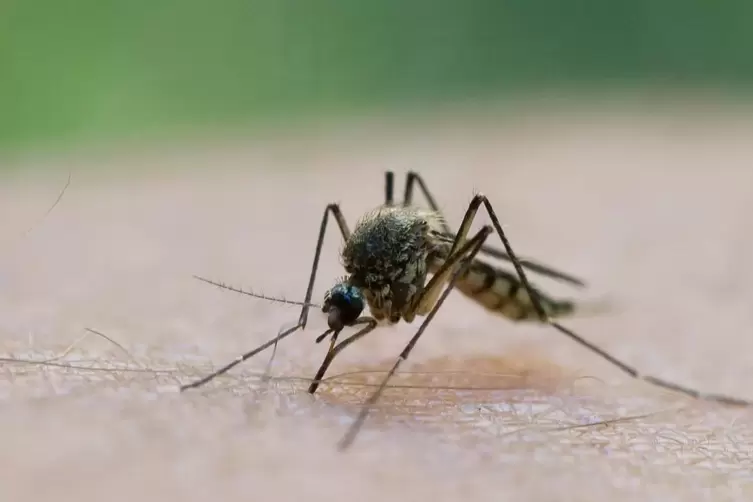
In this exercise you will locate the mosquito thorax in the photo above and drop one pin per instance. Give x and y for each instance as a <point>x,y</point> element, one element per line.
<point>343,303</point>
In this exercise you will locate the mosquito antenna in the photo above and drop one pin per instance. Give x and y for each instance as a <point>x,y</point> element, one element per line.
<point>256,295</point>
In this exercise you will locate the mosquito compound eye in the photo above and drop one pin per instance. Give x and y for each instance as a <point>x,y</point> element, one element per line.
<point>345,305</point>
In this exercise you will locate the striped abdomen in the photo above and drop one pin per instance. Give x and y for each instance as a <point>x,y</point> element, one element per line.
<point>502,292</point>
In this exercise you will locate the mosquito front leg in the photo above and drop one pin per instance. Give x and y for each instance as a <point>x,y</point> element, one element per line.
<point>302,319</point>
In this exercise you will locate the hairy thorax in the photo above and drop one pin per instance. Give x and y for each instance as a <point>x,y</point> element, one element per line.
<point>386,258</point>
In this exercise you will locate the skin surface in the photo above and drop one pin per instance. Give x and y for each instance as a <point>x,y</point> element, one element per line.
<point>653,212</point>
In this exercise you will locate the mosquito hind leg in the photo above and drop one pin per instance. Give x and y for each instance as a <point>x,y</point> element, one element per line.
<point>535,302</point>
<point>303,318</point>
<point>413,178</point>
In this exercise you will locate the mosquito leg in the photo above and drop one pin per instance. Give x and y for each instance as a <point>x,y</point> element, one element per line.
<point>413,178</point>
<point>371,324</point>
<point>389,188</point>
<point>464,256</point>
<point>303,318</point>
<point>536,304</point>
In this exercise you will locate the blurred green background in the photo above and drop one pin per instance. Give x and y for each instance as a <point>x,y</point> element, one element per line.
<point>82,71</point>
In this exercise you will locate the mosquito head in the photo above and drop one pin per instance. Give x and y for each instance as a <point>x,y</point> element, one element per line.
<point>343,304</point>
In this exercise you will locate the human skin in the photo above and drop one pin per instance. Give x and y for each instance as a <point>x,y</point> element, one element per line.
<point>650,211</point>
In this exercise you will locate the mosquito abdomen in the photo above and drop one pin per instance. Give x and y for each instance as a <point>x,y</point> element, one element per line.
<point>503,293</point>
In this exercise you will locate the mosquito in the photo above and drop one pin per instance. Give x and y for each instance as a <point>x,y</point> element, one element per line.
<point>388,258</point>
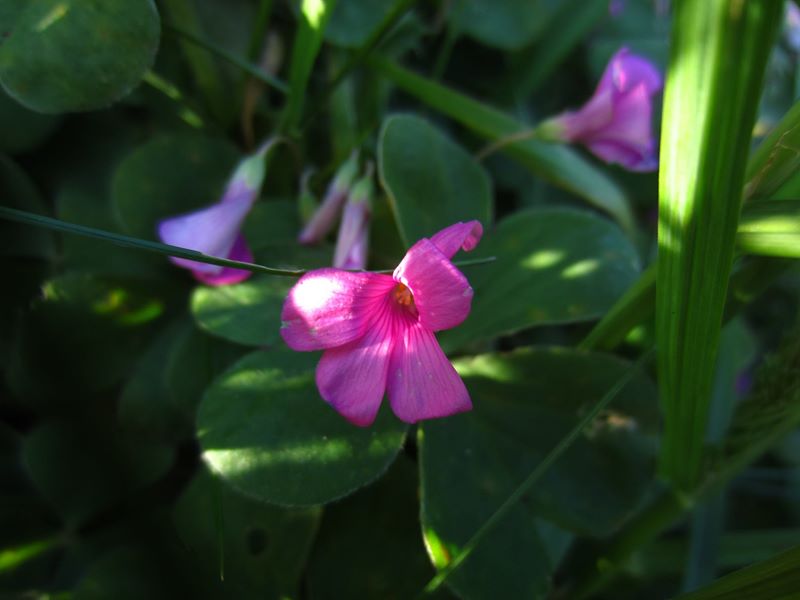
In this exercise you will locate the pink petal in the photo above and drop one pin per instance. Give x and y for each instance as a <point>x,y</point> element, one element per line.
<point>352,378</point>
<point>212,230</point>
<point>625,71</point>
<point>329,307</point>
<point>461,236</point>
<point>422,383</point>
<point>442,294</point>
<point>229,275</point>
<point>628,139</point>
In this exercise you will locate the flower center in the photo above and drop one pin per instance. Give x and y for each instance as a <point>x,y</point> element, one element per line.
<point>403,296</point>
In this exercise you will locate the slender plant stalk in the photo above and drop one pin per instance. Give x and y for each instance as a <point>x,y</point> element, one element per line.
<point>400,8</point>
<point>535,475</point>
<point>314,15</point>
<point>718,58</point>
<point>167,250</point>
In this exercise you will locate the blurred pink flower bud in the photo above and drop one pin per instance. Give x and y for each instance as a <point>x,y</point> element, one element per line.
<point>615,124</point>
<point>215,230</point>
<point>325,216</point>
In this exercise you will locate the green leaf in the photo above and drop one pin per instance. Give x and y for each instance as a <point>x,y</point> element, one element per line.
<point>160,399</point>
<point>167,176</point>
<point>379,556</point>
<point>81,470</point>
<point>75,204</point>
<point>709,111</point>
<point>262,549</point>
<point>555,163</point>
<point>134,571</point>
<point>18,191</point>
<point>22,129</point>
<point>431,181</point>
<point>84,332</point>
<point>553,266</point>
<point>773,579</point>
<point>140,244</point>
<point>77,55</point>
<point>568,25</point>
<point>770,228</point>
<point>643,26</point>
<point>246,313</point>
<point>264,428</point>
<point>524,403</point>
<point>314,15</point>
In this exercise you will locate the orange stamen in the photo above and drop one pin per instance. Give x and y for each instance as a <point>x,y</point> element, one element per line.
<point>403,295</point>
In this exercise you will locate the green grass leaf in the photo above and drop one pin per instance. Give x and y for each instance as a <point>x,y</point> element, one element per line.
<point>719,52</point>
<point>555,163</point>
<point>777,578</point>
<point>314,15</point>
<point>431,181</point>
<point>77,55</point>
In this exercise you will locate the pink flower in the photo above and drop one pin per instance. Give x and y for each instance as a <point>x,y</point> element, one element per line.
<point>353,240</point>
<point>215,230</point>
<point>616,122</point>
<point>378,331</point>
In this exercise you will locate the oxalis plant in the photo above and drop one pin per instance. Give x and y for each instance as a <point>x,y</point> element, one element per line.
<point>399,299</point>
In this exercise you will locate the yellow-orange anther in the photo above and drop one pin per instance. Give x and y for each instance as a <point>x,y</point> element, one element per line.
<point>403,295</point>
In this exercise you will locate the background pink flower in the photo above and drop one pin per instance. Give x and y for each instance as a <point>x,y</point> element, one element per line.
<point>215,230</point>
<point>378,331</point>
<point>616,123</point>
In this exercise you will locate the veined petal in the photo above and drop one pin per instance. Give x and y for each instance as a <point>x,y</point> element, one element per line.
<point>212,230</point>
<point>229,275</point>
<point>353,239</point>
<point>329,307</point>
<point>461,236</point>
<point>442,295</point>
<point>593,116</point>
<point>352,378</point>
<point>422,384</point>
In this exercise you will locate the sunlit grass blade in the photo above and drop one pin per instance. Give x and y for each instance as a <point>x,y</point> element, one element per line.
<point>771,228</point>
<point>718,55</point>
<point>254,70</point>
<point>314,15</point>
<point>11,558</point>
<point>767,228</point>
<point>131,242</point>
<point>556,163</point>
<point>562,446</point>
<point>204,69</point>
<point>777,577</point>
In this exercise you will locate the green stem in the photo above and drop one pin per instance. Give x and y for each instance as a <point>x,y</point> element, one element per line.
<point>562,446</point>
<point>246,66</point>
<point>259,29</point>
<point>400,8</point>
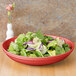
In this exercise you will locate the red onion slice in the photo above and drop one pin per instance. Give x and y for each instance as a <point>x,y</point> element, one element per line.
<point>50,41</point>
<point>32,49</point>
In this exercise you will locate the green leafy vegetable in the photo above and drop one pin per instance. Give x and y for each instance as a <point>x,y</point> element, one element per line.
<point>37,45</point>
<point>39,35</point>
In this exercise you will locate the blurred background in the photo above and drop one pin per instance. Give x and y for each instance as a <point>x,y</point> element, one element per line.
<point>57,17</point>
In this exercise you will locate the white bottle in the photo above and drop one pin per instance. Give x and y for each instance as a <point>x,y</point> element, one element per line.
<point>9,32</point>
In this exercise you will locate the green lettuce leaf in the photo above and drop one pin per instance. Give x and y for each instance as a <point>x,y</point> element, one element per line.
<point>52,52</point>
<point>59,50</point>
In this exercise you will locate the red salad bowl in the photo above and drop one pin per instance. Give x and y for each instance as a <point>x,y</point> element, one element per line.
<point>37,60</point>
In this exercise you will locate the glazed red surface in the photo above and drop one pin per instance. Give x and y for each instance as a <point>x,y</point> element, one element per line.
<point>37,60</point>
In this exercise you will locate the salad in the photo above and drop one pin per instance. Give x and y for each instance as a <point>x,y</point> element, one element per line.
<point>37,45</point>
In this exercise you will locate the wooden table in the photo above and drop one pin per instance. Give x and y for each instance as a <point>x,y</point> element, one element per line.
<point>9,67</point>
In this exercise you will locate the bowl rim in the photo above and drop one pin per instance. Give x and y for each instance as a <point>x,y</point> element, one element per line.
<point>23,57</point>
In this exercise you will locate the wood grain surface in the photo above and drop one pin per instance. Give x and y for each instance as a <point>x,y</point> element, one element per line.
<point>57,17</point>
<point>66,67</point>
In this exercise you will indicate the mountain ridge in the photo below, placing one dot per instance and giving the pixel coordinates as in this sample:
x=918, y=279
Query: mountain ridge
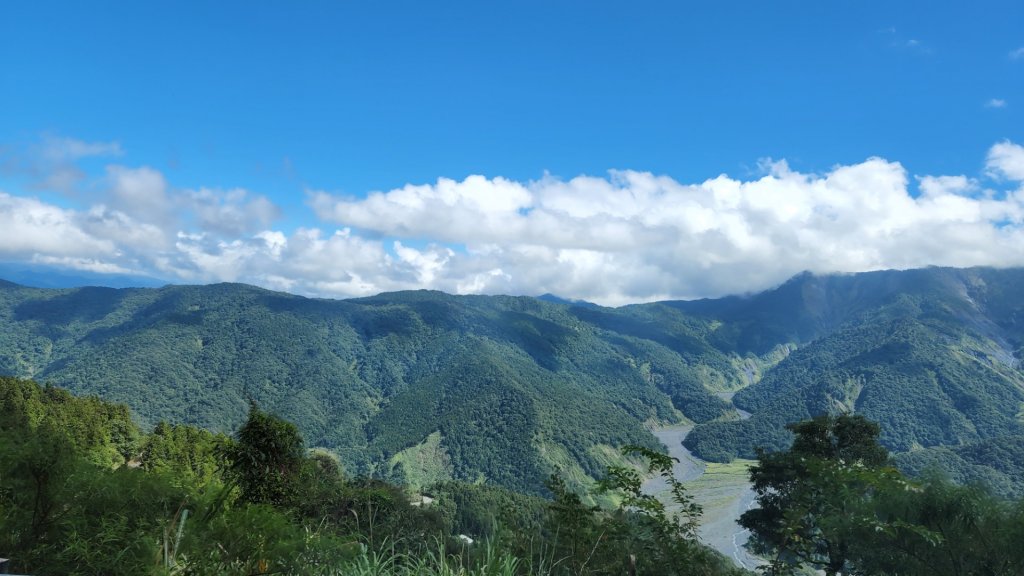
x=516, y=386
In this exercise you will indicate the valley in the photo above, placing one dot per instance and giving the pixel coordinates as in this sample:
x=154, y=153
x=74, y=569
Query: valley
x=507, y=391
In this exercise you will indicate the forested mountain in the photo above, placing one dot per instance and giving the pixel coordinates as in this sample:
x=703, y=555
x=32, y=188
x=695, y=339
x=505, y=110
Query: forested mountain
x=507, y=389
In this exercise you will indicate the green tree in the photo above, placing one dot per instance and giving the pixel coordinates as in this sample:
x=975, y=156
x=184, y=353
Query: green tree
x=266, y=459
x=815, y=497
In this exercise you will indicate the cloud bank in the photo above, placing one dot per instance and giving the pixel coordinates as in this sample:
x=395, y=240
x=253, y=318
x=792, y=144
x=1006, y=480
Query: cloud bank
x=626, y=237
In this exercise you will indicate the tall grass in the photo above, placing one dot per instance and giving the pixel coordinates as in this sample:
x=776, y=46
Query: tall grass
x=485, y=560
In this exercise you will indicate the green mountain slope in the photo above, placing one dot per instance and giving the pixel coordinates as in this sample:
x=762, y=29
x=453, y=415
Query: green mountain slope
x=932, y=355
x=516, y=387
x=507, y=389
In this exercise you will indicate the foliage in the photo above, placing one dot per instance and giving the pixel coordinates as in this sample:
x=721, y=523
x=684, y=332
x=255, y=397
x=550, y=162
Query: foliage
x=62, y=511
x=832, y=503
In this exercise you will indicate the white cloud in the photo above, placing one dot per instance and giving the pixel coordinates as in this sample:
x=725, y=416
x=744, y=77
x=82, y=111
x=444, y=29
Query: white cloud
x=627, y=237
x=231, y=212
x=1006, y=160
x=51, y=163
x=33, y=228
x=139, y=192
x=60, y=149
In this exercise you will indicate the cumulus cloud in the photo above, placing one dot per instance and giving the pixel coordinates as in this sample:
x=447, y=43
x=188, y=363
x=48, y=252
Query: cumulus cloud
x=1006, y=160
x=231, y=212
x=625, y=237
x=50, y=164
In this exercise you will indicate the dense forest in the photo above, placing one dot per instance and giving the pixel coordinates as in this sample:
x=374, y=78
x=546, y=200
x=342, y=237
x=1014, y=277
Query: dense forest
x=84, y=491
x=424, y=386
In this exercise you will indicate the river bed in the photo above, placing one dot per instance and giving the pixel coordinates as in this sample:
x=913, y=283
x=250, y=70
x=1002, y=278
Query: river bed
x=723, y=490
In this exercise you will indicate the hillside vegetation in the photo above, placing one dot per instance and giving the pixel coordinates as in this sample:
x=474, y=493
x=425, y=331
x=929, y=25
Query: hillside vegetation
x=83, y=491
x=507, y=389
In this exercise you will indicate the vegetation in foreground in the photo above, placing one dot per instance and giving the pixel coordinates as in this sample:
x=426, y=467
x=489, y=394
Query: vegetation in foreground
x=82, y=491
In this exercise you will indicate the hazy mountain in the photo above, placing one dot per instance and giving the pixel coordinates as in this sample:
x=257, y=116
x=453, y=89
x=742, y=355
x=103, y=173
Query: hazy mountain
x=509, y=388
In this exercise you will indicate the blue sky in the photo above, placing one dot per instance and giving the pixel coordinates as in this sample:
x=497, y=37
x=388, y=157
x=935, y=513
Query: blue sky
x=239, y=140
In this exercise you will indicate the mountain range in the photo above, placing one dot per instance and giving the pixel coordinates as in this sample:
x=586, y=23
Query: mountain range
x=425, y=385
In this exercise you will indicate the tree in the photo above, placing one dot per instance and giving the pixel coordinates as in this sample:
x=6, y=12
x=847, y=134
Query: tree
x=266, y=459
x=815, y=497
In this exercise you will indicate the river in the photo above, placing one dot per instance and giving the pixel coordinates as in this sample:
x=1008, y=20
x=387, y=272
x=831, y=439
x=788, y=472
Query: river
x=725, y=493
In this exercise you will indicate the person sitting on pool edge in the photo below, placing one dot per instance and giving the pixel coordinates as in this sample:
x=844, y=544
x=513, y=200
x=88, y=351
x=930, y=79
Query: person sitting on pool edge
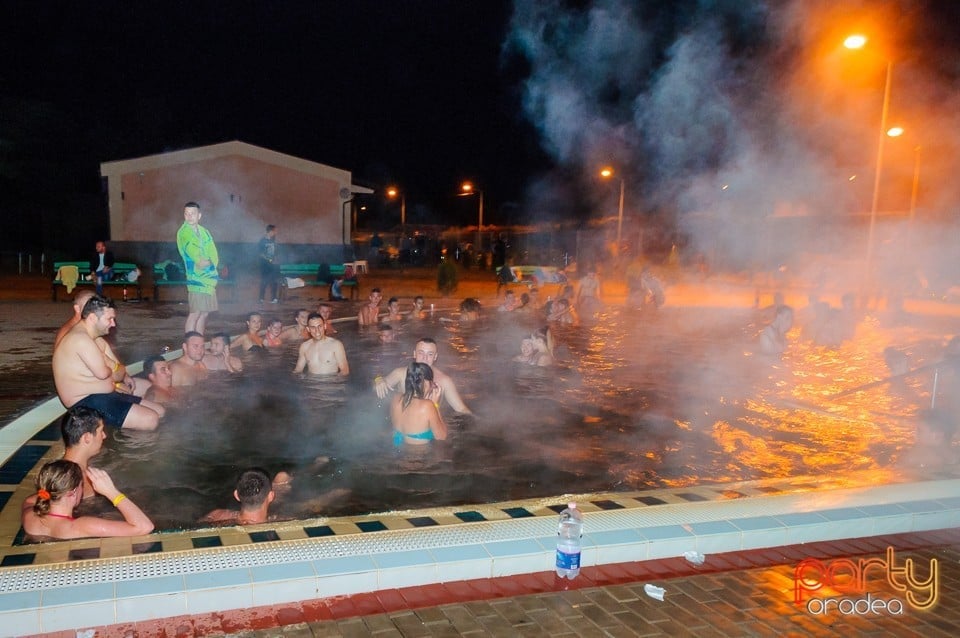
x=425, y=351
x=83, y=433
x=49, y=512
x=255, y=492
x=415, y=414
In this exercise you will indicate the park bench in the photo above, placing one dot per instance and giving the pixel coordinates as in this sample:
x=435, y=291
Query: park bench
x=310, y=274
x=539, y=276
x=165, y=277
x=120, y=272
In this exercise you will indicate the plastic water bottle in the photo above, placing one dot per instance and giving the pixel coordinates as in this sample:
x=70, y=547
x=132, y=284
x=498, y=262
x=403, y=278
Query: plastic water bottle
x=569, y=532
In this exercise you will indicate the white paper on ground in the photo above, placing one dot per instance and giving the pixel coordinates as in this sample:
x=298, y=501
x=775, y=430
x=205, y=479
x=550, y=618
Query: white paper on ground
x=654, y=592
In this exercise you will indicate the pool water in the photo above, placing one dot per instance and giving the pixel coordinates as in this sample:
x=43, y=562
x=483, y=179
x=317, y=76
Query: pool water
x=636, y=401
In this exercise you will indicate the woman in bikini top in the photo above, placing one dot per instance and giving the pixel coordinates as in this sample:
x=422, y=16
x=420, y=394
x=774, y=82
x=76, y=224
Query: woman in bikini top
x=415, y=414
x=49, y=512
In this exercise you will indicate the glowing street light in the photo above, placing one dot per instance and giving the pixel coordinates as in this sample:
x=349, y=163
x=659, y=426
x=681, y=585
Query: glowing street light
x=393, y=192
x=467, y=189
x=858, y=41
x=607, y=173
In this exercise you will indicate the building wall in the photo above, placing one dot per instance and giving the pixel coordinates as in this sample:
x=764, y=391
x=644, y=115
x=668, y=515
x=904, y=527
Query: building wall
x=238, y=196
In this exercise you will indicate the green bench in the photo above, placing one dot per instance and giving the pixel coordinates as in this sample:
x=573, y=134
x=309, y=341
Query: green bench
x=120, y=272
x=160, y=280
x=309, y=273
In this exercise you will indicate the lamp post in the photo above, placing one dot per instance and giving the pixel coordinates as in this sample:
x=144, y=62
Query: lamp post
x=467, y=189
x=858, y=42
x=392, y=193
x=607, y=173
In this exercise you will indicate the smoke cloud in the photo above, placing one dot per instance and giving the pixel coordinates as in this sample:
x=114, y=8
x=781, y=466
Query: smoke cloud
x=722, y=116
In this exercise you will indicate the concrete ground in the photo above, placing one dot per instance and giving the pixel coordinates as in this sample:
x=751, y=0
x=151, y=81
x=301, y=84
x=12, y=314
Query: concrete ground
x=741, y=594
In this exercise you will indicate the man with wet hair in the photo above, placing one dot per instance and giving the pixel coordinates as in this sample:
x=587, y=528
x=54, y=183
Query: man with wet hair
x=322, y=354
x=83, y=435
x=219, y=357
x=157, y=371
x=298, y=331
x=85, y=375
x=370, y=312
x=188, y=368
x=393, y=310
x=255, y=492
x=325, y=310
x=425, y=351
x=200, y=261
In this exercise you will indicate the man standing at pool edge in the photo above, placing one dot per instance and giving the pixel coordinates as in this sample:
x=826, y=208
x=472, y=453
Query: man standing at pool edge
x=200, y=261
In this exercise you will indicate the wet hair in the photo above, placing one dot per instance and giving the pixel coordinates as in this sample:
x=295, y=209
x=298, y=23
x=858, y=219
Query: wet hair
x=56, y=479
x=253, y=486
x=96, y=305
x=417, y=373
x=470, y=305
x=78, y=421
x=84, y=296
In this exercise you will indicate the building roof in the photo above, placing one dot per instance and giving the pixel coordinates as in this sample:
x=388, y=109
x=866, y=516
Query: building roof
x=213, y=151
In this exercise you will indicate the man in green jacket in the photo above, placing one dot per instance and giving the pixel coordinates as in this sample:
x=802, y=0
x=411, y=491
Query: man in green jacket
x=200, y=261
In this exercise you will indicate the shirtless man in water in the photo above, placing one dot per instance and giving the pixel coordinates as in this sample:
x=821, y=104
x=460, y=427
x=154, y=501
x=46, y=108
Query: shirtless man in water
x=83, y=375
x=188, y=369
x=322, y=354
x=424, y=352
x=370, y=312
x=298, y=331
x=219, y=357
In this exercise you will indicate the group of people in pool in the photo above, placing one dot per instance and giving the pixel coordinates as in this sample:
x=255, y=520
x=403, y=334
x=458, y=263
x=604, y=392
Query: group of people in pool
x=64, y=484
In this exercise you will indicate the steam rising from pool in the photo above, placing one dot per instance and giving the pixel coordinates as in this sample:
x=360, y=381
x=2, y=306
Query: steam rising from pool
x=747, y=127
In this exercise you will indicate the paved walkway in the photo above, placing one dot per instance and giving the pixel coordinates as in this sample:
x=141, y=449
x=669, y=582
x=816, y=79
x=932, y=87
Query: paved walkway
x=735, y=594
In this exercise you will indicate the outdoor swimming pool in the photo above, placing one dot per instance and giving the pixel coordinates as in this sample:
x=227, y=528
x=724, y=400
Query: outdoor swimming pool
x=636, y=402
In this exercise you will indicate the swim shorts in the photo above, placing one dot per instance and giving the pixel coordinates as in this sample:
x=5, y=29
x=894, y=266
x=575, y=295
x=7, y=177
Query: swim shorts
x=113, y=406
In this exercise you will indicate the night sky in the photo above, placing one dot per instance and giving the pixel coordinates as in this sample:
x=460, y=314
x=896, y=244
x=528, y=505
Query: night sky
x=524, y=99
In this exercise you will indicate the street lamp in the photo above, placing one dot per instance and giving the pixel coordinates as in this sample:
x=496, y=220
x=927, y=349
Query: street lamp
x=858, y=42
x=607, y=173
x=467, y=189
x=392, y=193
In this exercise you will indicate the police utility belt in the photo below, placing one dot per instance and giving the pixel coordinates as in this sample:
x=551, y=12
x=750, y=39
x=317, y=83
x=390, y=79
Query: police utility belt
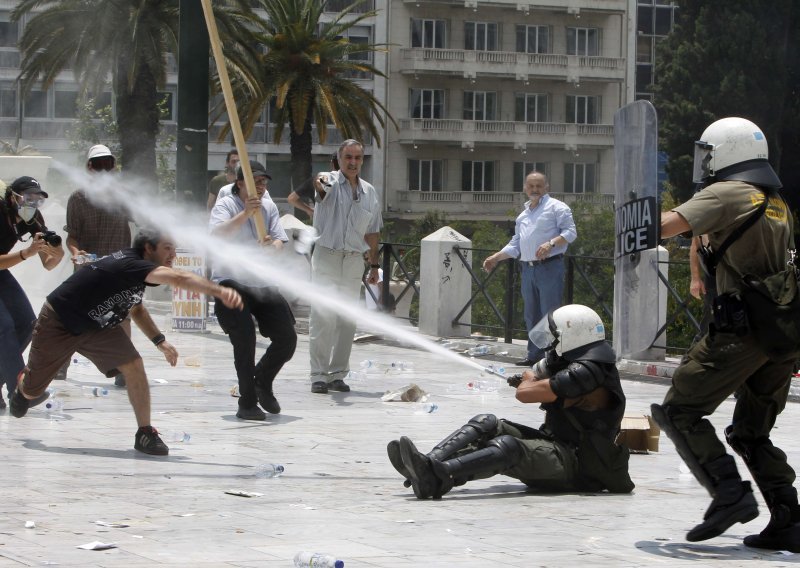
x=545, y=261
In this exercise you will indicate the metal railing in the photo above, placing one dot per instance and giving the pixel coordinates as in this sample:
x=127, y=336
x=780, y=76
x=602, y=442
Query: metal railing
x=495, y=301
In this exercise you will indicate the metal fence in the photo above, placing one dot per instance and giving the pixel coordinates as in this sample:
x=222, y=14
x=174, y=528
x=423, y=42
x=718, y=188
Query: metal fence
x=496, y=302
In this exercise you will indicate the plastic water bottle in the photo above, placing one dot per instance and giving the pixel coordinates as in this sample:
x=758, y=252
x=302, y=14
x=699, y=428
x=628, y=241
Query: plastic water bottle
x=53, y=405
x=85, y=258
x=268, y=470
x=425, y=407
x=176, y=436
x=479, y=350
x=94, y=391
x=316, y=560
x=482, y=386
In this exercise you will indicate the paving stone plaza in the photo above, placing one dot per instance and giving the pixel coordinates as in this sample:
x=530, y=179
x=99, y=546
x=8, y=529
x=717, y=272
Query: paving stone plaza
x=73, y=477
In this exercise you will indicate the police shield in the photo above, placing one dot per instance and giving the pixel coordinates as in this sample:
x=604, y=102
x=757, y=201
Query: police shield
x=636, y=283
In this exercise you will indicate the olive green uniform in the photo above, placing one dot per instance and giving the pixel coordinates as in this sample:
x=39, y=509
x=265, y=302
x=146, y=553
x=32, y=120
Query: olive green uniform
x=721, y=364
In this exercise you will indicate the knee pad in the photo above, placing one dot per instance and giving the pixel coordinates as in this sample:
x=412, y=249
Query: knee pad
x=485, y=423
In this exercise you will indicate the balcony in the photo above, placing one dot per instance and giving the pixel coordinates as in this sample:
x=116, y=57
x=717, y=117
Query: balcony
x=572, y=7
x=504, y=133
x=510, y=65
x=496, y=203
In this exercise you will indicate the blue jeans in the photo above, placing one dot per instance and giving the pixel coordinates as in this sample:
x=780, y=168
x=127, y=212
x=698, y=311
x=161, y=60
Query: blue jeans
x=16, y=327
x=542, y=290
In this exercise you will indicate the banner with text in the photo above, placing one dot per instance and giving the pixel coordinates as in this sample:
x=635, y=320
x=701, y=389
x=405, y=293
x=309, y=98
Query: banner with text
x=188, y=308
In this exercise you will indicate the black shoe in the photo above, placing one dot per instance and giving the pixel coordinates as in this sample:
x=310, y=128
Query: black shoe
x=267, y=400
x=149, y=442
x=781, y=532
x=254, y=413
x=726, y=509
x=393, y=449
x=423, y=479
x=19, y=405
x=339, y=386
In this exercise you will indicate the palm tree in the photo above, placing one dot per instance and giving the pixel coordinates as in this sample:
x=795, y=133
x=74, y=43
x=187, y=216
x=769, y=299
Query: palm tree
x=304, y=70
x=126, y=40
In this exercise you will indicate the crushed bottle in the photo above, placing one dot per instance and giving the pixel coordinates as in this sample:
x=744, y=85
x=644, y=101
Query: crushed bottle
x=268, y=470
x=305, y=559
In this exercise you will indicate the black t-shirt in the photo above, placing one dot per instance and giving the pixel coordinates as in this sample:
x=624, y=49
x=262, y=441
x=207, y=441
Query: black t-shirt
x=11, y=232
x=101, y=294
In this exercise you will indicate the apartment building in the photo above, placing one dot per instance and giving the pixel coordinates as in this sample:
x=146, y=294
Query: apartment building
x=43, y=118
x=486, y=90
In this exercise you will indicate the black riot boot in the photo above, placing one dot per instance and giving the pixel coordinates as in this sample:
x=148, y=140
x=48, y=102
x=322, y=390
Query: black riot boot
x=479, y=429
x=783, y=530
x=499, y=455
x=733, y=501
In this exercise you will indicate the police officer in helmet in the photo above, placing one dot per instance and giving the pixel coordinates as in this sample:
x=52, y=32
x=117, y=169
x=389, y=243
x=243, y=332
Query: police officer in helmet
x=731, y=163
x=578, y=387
:::::
Exercise details: Give again only the lines starting at the one that contains "Query: black t-shirt" and running to the end of the data.

Response area:
Query: black t-shirt
x=11, y=232
x=101, y=294
In this exercise you will indicate the apartment building in the photo above, placing one dot per instance and giving the pixel coordinates as in this sample:
x=146, y=294
Query: apartment building
x=43, y=118
x=486, y=90
In this exercise you will indicate the black riot boot in the photo above, placing one dot per instance and giving the pixel coordinates as in this sample:
x=148, y=140
x=48, y=102
x=322, y=390
Query: black riot boot
x=479, y=429
x=783, y=530
x=499, y=455
x=733, y=501
In this exercise you will indicate the police officer in helmet in the photo above, placing one dot per instance and giving the pixel coordinates as in this sample:
x=52, y=32
x=117, y=169
x=389, y=243
x=243, y=332
Query: police officer in helmet
x=731, y=163
x=578, y=387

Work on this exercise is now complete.